▶ **What is required**: Pick every line out of the entries below that has the string "carved", and copy it.

▶ **Data to use**:
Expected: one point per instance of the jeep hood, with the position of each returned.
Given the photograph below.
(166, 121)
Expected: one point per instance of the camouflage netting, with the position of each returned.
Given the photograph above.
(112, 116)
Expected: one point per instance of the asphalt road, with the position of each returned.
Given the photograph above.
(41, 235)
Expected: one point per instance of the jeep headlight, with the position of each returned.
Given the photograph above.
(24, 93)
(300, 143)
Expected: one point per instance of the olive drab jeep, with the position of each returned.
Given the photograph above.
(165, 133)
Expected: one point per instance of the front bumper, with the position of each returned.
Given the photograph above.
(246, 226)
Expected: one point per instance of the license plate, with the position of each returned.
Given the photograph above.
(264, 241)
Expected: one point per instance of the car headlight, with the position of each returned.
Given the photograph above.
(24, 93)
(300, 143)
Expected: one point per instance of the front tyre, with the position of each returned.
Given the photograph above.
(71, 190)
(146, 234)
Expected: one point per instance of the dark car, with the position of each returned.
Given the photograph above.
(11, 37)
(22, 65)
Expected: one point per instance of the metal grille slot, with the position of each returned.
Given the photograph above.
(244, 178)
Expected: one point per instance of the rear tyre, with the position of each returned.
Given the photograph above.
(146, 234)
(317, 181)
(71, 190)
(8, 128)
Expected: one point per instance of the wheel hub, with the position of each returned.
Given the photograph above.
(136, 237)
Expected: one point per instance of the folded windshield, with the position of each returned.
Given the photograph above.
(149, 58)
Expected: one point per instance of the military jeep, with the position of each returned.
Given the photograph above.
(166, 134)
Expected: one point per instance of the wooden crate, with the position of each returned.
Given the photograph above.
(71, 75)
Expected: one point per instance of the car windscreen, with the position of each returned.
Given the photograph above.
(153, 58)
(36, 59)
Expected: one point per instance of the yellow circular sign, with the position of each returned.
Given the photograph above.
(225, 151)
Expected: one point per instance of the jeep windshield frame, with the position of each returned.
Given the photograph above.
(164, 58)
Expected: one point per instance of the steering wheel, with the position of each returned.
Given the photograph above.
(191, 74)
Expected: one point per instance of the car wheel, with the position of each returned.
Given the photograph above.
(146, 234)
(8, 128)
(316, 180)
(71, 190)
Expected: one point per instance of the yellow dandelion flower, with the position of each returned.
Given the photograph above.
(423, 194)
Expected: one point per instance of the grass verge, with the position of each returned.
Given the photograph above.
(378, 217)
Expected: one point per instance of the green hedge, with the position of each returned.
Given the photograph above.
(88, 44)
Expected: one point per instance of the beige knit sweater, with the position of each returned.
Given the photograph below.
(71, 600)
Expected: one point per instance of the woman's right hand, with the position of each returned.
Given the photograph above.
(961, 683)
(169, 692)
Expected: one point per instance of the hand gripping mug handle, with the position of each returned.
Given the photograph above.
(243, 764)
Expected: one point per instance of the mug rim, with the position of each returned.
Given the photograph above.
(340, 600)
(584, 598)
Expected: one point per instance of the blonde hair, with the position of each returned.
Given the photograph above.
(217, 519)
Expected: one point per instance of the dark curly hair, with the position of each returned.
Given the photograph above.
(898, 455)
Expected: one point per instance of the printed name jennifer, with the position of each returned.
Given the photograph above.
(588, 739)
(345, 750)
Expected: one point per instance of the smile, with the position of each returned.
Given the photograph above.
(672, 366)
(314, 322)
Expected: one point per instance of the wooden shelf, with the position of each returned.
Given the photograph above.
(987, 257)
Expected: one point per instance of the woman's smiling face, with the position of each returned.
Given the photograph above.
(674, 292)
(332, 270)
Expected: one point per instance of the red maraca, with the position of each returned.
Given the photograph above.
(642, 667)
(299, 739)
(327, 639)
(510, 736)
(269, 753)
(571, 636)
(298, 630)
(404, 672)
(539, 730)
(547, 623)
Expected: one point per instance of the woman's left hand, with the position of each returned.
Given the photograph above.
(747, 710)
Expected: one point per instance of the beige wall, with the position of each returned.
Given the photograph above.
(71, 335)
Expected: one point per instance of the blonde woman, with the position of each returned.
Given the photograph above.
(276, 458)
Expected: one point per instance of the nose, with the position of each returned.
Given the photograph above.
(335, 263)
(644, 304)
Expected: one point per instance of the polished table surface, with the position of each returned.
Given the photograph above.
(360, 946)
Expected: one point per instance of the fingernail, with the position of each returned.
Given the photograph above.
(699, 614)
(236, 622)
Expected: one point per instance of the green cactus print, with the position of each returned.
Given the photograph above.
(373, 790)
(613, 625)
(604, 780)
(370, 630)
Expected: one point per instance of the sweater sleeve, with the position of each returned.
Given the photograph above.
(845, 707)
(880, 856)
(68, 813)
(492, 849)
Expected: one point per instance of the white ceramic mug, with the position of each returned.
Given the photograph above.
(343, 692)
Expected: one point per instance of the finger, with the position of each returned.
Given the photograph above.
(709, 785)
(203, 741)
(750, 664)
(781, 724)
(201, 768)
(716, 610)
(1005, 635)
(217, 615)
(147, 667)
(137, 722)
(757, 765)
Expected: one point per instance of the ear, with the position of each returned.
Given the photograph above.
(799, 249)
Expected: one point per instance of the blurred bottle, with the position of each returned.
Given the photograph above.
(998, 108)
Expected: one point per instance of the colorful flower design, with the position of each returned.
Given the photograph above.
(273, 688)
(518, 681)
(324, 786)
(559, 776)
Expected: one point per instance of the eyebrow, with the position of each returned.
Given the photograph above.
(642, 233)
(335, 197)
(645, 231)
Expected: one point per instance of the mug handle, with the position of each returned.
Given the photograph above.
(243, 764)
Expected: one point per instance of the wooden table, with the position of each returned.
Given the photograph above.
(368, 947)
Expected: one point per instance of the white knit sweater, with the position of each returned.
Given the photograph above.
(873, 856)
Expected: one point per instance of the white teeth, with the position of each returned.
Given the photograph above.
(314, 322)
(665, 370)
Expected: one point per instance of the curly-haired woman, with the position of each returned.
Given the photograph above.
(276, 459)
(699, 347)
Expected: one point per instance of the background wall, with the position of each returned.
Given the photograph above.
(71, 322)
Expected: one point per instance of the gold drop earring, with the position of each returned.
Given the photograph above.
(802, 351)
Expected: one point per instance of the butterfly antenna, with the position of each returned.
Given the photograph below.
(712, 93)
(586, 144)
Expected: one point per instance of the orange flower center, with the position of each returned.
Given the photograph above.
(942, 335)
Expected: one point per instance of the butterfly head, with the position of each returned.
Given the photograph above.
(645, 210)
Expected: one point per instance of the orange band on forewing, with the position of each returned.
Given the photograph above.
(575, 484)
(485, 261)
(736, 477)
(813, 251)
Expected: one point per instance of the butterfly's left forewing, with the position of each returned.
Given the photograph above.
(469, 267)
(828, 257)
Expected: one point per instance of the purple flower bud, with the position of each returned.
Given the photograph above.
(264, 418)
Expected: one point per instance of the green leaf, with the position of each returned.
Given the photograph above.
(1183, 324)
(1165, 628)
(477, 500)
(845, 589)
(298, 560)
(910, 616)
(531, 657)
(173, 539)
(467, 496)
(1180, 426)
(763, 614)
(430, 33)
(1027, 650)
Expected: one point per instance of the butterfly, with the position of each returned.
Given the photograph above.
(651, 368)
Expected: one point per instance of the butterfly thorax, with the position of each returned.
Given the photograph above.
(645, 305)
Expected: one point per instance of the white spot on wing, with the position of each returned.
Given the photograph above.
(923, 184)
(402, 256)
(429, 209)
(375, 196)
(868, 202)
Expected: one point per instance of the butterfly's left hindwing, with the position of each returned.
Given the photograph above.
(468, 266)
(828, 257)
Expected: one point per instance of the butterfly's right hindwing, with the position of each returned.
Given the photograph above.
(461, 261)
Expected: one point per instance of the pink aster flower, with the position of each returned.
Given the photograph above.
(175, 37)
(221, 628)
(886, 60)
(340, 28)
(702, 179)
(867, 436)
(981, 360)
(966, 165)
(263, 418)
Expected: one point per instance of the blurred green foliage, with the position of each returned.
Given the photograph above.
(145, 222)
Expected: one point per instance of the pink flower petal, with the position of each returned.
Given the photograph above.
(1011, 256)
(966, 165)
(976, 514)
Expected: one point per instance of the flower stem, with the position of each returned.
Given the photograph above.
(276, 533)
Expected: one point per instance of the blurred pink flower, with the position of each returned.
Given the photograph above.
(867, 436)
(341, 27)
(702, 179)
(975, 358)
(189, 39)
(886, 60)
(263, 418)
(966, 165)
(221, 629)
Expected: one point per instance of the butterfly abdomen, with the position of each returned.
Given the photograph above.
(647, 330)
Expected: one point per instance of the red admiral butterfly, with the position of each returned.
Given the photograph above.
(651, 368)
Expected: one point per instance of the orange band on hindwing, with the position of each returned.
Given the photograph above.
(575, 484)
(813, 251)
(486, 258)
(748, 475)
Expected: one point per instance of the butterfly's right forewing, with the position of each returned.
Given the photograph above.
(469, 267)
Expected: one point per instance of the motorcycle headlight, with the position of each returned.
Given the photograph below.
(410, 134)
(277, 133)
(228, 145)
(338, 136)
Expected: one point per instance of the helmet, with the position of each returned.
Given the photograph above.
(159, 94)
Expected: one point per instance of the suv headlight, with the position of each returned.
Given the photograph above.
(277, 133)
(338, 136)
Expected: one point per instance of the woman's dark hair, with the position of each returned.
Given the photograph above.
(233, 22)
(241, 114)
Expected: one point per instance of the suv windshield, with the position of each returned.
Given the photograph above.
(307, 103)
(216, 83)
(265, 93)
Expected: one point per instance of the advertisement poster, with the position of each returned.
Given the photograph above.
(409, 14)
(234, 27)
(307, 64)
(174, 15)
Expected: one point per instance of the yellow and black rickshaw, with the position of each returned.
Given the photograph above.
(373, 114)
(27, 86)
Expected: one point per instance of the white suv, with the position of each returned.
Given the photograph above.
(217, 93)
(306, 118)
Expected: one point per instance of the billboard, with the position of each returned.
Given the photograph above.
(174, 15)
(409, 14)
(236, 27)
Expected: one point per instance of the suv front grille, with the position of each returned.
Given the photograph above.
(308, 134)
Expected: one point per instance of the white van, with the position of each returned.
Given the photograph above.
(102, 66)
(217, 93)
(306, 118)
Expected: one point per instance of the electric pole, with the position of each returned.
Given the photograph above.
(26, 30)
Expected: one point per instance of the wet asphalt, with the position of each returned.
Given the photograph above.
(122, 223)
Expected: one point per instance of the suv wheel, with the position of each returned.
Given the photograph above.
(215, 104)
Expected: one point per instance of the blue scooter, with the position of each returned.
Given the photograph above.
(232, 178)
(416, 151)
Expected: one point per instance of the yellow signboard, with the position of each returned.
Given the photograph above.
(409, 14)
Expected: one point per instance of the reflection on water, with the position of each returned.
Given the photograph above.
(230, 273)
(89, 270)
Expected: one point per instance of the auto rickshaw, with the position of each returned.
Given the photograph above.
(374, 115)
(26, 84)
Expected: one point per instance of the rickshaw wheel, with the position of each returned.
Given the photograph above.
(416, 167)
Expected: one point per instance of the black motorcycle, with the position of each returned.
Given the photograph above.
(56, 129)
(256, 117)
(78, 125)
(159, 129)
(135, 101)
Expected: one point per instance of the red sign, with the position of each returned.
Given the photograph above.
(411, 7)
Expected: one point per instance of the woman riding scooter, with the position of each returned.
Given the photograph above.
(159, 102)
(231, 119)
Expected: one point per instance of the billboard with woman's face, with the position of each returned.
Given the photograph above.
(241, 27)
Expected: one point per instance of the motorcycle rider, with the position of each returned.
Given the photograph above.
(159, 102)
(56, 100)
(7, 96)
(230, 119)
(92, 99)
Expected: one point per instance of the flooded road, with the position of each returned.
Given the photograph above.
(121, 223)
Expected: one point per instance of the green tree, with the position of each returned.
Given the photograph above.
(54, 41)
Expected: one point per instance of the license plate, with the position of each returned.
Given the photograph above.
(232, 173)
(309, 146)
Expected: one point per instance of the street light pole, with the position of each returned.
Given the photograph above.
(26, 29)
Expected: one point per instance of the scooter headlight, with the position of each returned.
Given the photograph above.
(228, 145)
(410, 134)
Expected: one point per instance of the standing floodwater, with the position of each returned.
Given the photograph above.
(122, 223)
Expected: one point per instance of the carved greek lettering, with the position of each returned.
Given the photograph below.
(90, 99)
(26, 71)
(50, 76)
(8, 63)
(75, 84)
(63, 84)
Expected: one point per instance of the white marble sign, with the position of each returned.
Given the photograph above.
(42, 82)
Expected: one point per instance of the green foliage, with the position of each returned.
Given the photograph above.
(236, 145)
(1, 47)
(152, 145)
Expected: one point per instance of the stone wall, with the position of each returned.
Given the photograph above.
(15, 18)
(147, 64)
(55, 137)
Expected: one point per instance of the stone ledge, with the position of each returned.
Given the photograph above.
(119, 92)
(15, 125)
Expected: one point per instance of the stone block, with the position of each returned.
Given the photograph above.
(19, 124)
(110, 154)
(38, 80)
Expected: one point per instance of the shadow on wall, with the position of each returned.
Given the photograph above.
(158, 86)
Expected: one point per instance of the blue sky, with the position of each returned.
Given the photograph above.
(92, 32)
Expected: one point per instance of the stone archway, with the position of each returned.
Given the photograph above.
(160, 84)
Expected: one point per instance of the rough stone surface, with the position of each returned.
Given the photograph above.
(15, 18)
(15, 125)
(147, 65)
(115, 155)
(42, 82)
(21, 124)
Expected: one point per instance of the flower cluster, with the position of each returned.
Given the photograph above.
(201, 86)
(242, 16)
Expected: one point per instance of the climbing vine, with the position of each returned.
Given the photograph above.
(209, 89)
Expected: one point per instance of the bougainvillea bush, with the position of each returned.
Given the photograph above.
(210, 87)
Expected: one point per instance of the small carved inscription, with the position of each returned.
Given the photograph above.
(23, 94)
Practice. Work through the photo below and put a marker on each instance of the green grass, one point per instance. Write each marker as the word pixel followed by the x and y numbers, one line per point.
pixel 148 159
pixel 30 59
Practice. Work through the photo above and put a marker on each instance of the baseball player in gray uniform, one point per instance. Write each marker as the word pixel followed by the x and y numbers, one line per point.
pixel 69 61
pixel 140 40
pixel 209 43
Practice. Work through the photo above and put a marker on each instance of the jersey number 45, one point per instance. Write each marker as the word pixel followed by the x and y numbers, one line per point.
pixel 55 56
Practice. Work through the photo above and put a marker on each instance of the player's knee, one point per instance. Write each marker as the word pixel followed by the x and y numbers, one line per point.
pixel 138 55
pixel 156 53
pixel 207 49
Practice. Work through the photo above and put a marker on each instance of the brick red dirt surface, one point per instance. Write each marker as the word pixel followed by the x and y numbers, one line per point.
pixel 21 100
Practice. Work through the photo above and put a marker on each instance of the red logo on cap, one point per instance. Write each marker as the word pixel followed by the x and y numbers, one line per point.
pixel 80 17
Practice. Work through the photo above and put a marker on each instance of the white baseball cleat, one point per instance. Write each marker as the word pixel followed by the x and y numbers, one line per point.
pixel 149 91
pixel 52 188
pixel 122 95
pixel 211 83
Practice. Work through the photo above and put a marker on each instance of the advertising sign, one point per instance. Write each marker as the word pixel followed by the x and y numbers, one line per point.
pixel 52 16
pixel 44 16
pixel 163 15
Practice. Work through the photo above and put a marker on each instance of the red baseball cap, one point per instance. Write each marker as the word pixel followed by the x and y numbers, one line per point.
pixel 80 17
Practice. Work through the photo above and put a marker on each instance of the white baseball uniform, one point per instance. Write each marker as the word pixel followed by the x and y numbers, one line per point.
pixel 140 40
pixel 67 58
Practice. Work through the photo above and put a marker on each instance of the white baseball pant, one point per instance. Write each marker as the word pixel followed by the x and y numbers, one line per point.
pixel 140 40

▶ **Reply**:
Expected: one point per instance of the carved greek lettering, with the position of each returned.
Expected: one point per instance of the small carved inscription, with the position of each returned.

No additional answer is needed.